The two most likely winners, former Florida Governor Jeb Bush and Wisconsin
Governor Scott Walker, are battling over whether to bomb Iran immediately
after being elected or after the first Cabinet meeting. The one candidate
with some foreign policy experience, Lindsey Graham, describes the deal as
“a death sentence for the state of Israel,” which will certainly come as a
surprise to Israeli intelligence and strategic analysts -- and which Graham
knows to be utter nonsense, raising immediate questions about actual
motives.
Keep in mind that the Republicans long ago abandoned the pretense of
functioning as a normal congressional party. They have, as respected
conservative political commentator Norman Ornstein of the right-wing
American Enterprise Institute observed, become a “radical insurgency” that
scarcely seeks to participate in normal congressional politics.
Since the days of President Ronald Reagan, the party leadership has plunged
so far into the pockets of the very rich and the corporate sector that they
can attract votes only by mobilizing parts of the population that have not
previously been an organized political force. Among them are extremist
evangelical Christians, now probably a majority of Republican voters;
remnants of the former slave-holding states; nativists who are terrified
that “they” are taking our white Christian Anglo-Saxon country away from us;
and others who turn the Republican primaries into spectacles remote from the
mainstream of modern society -- though not from the mainstream of the most
powerful country in world history.
The departure from global standards, however, goes far beyond the bounds of
the Republican radical insurgency. Across the spectrum, there is, for
instance, general agreement with the “pragmatic” conclusion of General
Martin Dempsey, chairman of the Joint Chiefs of Staff, that the Vienna deal
does not “prevent the United States from striking Iranian facilities if
officials decide that it is cheating on the agreement,” even though a
unilateral military strike is “far less likely” if Iran behaves.
Former Clinton and Obama Middle East negotiator Dennis Ross typically
recommends that “Iran must have no doubts that if we see it moving towards a
weapon, that would trigger the use of force” even after the termination of
the deal, when Iran is theoretically free to do what it wants. In fact, the
existence of a termination point 15 years hence is, he adds, "the greatest
single problem with the agreement." He also suggests that the U.S. provide
Israel with specially outfitted B-52 bombers and bunker-busting bombs to
protect itself before that terrifying date arrives.
“The Greatest Threat”

● **Task material**

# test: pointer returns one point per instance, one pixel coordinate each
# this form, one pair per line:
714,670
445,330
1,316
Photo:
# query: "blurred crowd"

● **Task instructions**
A. Put every line of the entries into a numbered list, leaving out any blank lines.
B. Write the next part of the commentary on the Iran nuclear deal, picking up after its last line.
The entries are unrelated to the text.

● **Written responses**
A.
1. # test: pointer returns one point per instance, one pixel coordinate each
2. # this form, one pair per line:
3. 714,670
4. 445,330
5. 1,316
6. Photo:
7. # query: "blurred crowd"

B.
Opponents of the nuclear deal charge that it does not go far enough. Some
supporters agree, holding that “if the Vienna deal is to mean anything, the
whole of the Middle East must rid itself of weapons of mass destruction.”
The author of those words, Iran’s Minister of Foreign Affairs Javad Zarif,
added that “Iran, in its national capacity and as current chairman of the
Non-Aligned Movement [the governments of the large majority of the world’s
population], is prepared to work with the international community to achieve
these goals, knowing full well that, along the way, it will probably run
into many hurdles raised by the skeptics of peace and diplomacy.” Iran has
signed “a historic nuclear deal,” he continues, and now it is the turn of
Israel, “the holdout.”
Israel, of course, is one of the three nuclear powers, along with India and
Pakistan, whose weapons programs have been abetted by the United States and
that refuse to sign the Nonproliferation Treaty (NPT).
Zarif was referring to the regular five-year NPT review conference, which
ended in failure in April when the U.S. (joined by Canada and Great Britain)
once again blocked efforts to move toward a weapons-of-mass-destruction-free
zone in the Middle East. Such efforts have been led by Egypt and other Arab
states for 20 years. As Jayantha Dhanapala and Sergio Duarte, leading
figures in the promotion of such efforts at the NPT and other U.N. agencies,
observe in “Is There a Future for the NPT?,” an article in the journal of
the Arms Control Association: “The successful adoption in 1995 of the
resolution on the establishment of a zone free of weapons of mass
destruction (WMD) in the Middle East was the main element of a package that
permitted the indefinite extension of the NPT.” The NPT, in turn, is the
most important arms control treaty of all. If it were adhered to, it could
end the scourge of nuclear weapons.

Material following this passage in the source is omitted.